Yang Diperlukan
Dalam kutipan tentang fenomena grey chicken, media massa di kota manakah yang disebut memuat laporan mengenai fenomena tersebut?

Kutipan Teks
* * *

Dari sinilah kemudian kita berpikir, apakah sampai di sini pendidikan formal di sekolah bahkan agama pun turut dipersalahkan pada kasus grey chicken ini? Keluarga terlampau mudah untuk melempar tanggung jawab, sementara mereka sebagai kekuatan sipil justru gagal. Kontrol sosial menjadi longgar karena jangan-jangan mereka juga memanfaatkan keberadaan grey chicken dan justru mendapatkan informasi lebih banyak dalam laporan mengenai fenomena ini dalam media massa di Surabaya. Laporan investigasi semacam ini pun menjadi buah pertanyaan. Apakah kita geram dengan keadaan sosial ini ataukah laporan investigasi itu semakin memudahkan mendapatkan informasi bagaimana mendapatkan sekaligus harganya? Pertanyaan yang harus diperhatikan oleh media massa jika berkomitmen untuk menghapuskan pelacuran anak.

* * *

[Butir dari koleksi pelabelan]
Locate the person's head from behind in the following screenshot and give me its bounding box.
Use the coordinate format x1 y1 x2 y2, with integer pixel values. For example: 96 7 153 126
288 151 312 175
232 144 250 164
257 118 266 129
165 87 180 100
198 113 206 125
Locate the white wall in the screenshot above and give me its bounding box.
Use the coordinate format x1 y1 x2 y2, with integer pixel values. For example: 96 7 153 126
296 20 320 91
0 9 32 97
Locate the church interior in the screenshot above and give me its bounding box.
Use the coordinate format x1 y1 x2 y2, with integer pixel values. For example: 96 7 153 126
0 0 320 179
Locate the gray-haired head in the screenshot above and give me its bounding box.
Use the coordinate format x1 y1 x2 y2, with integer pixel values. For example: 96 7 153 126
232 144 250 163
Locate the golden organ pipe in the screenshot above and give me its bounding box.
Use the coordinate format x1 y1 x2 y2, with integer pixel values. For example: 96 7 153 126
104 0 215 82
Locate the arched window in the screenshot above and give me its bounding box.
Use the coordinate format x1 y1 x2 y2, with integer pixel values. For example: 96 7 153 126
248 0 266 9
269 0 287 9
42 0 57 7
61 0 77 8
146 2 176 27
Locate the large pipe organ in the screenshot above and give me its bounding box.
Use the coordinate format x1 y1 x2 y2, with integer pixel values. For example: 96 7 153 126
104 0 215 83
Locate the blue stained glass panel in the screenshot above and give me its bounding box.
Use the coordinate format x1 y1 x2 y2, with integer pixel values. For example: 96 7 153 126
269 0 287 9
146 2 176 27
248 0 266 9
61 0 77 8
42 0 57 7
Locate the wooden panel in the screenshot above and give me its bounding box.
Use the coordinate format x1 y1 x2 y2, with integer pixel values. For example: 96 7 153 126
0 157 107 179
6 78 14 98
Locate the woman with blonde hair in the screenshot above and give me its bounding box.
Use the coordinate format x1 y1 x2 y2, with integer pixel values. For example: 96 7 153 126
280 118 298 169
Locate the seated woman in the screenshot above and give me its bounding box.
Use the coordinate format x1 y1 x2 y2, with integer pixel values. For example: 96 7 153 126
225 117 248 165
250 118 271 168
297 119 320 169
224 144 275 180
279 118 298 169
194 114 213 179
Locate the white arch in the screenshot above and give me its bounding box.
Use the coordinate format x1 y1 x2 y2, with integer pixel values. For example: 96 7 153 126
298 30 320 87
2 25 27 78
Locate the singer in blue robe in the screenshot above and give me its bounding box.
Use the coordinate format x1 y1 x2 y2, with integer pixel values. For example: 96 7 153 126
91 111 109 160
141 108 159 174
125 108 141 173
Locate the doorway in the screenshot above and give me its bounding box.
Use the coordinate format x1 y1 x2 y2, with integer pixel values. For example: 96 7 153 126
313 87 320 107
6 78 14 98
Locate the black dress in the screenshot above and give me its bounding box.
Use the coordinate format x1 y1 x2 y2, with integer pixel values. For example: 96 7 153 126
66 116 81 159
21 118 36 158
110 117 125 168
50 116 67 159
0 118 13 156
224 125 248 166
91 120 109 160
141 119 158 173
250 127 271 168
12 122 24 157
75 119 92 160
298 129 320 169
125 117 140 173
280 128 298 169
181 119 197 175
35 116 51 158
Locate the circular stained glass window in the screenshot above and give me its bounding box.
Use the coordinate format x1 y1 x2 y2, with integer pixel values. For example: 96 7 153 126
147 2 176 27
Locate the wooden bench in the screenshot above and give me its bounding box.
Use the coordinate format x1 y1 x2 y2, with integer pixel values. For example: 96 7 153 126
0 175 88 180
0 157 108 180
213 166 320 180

* * *

Hasil Jawaban
Surabaya.